• **EXTRACTED DATA**

======

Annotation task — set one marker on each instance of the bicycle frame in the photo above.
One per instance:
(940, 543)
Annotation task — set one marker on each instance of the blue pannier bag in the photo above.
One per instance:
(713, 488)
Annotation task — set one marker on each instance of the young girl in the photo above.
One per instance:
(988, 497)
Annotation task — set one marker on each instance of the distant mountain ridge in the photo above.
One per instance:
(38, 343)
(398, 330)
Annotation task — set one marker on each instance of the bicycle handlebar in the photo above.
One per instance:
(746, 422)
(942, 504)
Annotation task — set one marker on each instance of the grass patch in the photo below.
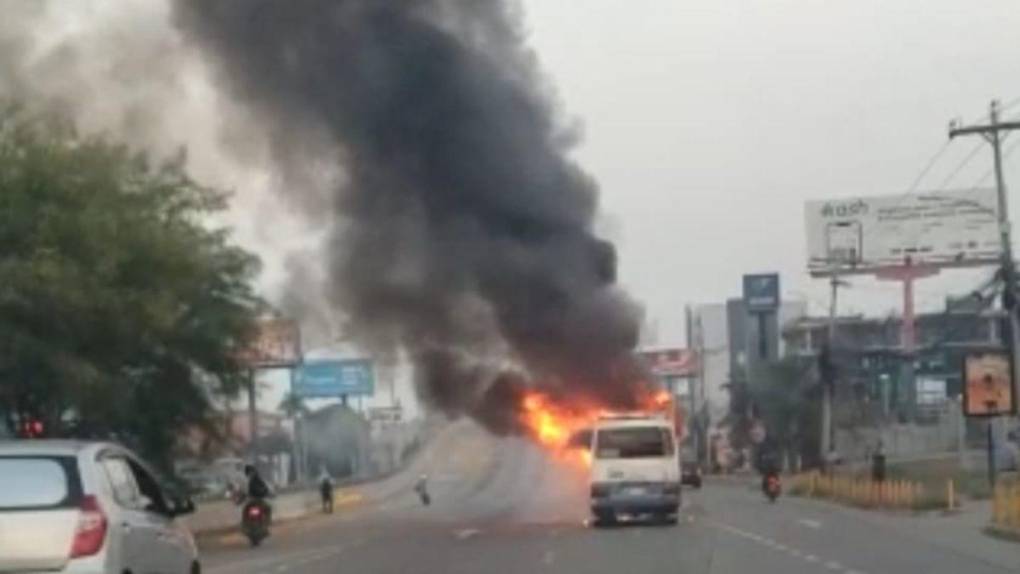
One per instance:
(935, 472)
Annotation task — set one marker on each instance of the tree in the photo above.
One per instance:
(120, 309)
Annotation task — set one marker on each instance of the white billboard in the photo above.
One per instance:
(947, 228)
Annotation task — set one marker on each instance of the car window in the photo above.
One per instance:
(633, 442)
(33, 482)
(121, 481)
(149, 487)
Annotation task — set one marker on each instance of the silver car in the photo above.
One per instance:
(88, 508)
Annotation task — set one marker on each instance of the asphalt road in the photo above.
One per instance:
(501, 507)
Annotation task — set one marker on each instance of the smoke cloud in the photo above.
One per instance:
(460, 231)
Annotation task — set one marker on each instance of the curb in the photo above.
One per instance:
(1003, 532)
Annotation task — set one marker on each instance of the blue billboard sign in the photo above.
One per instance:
(761, 293)
(334, 378)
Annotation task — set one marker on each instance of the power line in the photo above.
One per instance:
(987, 174)
(1010, 104)
(973, 153)
(927, 168)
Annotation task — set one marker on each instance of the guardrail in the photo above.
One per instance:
(864, 492)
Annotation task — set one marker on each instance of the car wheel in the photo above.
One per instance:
(604, 518)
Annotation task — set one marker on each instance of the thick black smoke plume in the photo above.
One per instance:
(462, 232)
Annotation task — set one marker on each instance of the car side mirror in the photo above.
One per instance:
(183, 506)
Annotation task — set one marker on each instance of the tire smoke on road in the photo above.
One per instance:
(461, 232)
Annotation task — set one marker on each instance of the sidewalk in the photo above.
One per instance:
(961, 531)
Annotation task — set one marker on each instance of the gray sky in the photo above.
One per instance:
(709, 122)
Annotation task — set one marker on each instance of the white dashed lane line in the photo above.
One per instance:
(829, 565)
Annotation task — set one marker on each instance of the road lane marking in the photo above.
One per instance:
(794, 553)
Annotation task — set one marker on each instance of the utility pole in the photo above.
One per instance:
(827, 371)
(993, 134)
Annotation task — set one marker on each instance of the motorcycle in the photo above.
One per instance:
(421, 487)
(255, 521)
(772, 486)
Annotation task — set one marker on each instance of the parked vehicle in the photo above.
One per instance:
(75, 507)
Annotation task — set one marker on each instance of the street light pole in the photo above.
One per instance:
(992, 133)
(827, 373)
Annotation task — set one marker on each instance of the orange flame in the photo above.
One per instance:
(553, 423)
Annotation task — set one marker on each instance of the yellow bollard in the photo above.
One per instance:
(999, 506)
(1015, 515)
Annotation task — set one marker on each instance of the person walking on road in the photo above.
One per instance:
(325, 483)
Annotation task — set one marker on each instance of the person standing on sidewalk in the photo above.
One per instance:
(325, 483)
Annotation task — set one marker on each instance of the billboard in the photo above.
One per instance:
(761, 293)
(274, 343)
(670, 362)
(860, 235)
(334, 378)
(987, 385)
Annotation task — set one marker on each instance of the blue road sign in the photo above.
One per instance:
(332, 378)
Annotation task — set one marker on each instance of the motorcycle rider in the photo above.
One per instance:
(325, 483)
(769, 465)
(257, 489)
(421, 487)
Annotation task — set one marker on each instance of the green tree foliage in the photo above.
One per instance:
(119, 307)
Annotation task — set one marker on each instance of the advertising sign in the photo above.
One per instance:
(861, 235)
(671, 362)
(987, 389)
(386, 414)
(334, 378)
(274, 343)
(761, 293)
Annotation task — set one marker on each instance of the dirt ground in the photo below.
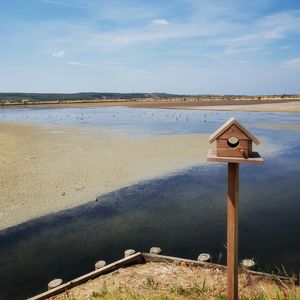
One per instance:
(171, 281)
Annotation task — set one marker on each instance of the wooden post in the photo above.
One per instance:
(232, 231)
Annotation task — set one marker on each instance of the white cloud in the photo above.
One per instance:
(77, 63)
(293, 63)
(159, 22)
(59, 54)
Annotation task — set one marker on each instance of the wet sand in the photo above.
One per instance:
(47, 168)
(263, 105)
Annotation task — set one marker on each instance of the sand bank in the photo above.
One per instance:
(46, 169)
(269, 107)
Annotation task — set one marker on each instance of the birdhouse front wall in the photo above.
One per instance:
(242, 148)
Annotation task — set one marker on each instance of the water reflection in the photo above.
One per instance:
(184, 214)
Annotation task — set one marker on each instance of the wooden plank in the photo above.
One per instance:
(253, 159)
(127, 261)
(232, 231)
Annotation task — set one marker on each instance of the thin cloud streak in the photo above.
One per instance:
(77, 63)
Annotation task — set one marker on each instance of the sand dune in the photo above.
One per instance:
(45, 168)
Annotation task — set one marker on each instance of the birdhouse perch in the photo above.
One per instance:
(234, 144)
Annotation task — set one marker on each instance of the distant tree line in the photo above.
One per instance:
(41, 97)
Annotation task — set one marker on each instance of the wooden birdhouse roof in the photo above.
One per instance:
(227, 125)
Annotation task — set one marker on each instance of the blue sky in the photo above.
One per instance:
(174, 46)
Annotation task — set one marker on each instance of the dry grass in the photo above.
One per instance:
(153, 281)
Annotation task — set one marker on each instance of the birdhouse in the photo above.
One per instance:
(233, 144)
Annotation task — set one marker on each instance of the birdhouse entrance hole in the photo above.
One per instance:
(233, 142)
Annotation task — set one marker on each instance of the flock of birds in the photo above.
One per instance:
(90, 116)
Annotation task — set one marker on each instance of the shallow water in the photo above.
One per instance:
(184, 213)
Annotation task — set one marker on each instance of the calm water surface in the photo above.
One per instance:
(184, 213)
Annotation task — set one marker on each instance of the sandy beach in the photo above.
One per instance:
(264, 107)
(46, 168)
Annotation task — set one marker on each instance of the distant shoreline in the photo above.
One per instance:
(266, 104)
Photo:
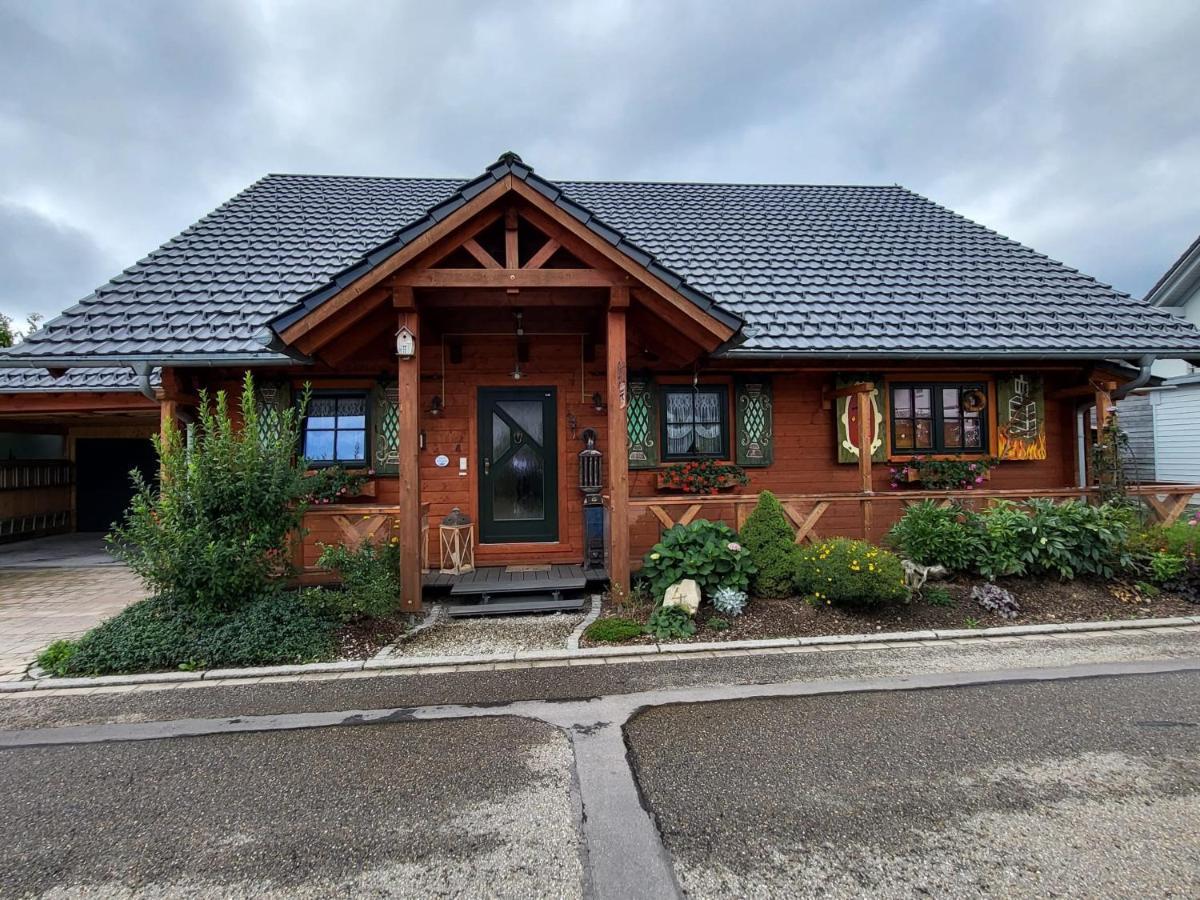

======

• **WORK TASK**
Find the number of lines in the records that contain "person", and write that number only.

• **EXPECTED OUTPUT**
2